RECORDS SHOWN:

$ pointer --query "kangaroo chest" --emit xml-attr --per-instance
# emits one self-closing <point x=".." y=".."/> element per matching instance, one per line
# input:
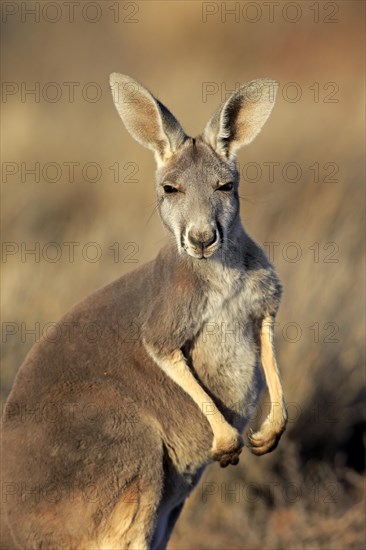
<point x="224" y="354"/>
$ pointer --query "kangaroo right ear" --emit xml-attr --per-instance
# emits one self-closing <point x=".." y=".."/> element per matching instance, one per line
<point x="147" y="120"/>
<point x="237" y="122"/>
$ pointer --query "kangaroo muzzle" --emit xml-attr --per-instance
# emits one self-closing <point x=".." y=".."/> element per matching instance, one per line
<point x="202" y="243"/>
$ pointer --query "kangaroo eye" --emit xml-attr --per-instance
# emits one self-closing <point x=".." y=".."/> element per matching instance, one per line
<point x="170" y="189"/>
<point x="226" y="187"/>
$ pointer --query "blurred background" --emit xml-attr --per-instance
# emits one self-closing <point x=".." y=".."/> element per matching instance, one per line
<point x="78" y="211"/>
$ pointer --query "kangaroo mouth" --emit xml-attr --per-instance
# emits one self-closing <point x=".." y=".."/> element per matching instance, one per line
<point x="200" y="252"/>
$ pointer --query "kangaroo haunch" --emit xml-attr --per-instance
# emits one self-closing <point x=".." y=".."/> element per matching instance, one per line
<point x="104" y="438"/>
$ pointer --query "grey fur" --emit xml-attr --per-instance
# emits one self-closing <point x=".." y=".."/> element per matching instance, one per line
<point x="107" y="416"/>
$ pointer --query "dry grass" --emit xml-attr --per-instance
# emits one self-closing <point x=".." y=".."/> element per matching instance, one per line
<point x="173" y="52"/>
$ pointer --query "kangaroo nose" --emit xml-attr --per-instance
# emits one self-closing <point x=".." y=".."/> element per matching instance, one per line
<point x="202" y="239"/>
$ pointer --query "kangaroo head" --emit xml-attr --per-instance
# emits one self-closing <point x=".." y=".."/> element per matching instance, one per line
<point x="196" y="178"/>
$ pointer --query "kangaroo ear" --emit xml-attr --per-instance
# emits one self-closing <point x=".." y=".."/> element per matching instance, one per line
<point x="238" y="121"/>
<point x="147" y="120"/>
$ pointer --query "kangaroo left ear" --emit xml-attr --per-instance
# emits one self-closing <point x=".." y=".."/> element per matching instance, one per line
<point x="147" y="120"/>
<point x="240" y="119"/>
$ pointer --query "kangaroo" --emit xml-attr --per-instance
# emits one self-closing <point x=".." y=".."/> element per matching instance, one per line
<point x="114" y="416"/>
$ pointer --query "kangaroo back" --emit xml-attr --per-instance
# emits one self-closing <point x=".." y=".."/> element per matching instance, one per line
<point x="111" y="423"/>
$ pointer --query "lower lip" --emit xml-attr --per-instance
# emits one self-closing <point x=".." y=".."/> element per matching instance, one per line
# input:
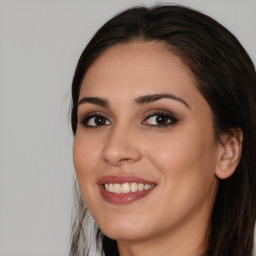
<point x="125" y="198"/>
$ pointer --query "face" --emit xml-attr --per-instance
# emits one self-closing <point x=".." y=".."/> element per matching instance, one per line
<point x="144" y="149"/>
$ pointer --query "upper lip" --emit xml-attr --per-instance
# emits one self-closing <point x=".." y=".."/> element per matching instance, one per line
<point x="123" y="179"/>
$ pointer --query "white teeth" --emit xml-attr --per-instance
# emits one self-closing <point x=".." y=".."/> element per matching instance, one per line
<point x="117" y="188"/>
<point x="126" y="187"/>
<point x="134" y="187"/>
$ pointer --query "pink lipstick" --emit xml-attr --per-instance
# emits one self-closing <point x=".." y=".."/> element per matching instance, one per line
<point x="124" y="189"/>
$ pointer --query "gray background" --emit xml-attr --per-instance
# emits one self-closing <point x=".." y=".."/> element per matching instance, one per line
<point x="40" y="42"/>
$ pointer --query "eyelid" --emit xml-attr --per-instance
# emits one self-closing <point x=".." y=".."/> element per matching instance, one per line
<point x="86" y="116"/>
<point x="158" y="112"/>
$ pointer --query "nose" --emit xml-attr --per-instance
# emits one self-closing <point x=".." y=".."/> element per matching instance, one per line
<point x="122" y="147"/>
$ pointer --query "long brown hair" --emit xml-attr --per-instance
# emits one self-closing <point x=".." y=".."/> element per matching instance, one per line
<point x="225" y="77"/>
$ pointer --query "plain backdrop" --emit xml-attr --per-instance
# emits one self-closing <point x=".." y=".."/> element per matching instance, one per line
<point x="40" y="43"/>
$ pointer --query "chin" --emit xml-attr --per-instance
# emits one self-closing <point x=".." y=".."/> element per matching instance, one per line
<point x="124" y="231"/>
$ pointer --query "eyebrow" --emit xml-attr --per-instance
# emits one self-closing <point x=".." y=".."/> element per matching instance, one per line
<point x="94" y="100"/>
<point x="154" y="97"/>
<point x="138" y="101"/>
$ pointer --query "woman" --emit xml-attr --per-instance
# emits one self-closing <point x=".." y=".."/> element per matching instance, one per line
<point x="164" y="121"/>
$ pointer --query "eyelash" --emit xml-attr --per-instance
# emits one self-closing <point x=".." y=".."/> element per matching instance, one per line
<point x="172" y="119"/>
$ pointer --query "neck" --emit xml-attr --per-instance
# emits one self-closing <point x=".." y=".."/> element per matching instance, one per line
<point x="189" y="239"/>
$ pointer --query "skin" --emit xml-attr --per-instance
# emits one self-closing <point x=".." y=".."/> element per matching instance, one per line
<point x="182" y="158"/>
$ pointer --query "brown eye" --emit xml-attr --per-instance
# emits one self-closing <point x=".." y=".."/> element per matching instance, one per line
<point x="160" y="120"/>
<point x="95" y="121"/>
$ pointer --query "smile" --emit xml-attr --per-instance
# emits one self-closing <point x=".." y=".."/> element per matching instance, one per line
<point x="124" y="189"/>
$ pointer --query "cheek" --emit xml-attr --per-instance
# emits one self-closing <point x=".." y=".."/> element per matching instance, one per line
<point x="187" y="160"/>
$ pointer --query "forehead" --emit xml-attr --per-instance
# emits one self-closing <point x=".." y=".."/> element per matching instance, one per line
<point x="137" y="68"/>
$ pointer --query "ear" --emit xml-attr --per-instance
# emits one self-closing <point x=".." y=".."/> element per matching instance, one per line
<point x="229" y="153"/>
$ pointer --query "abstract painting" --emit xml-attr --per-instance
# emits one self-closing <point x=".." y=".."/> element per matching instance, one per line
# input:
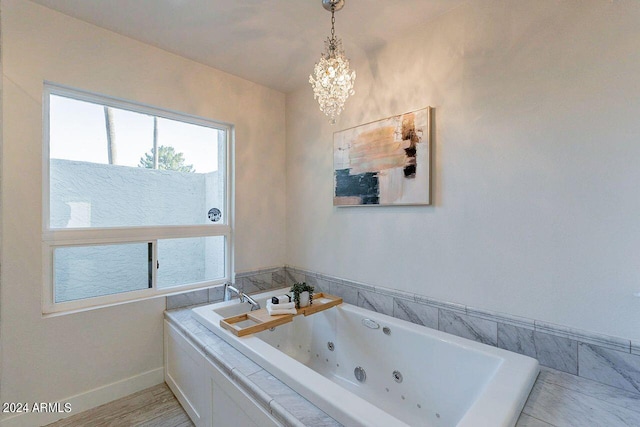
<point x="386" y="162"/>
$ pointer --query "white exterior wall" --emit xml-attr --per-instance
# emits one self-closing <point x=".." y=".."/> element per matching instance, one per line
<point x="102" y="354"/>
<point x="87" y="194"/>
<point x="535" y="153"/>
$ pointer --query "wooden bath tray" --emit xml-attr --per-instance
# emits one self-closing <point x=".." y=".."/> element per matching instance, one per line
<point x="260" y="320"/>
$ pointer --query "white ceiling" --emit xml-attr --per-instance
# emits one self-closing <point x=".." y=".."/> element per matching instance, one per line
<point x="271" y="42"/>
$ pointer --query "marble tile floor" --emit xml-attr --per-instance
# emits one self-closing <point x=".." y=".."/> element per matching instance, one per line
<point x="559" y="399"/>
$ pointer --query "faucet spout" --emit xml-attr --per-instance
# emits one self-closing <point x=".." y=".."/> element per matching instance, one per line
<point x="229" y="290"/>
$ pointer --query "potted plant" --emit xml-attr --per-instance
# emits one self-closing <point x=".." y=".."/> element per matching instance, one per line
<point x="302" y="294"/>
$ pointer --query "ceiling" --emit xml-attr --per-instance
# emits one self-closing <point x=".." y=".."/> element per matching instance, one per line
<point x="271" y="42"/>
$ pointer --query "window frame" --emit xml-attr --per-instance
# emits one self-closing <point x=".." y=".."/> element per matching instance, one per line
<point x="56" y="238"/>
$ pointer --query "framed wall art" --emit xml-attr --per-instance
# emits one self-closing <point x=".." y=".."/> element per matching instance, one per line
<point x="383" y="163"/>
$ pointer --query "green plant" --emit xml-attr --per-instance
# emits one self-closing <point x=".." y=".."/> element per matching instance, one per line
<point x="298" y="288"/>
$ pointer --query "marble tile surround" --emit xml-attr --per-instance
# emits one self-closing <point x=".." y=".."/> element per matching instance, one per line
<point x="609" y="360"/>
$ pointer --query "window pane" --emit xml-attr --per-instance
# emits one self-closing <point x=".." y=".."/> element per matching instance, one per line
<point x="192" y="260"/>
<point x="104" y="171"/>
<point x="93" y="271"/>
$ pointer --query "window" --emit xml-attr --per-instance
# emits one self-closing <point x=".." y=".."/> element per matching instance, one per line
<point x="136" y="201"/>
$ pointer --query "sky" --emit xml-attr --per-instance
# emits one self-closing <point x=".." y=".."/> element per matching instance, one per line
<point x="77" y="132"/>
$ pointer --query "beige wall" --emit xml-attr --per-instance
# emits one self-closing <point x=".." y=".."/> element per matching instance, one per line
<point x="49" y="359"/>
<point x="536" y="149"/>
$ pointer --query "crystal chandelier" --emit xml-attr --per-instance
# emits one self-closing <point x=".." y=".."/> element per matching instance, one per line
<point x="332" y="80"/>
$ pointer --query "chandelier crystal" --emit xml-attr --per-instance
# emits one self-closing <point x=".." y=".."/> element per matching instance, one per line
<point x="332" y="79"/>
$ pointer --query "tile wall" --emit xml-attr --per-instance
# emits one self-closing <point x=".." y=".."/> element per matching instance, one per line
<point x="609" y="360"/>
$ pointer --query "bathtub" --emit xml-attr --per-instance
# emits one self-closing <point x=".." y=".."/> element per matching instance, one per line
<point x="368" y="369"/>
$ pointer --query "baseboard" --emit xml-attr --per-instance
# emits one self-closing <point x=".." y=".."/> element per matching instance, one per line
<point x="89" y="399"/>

TASK GOAL: List every line in the rows above that contains the string "ceiling".

RESULT:
$ pointer --query "white ceiling" --emit xml-attr --per-instance
$ pointer --query "ceiling" --emit xml-attr --per-instance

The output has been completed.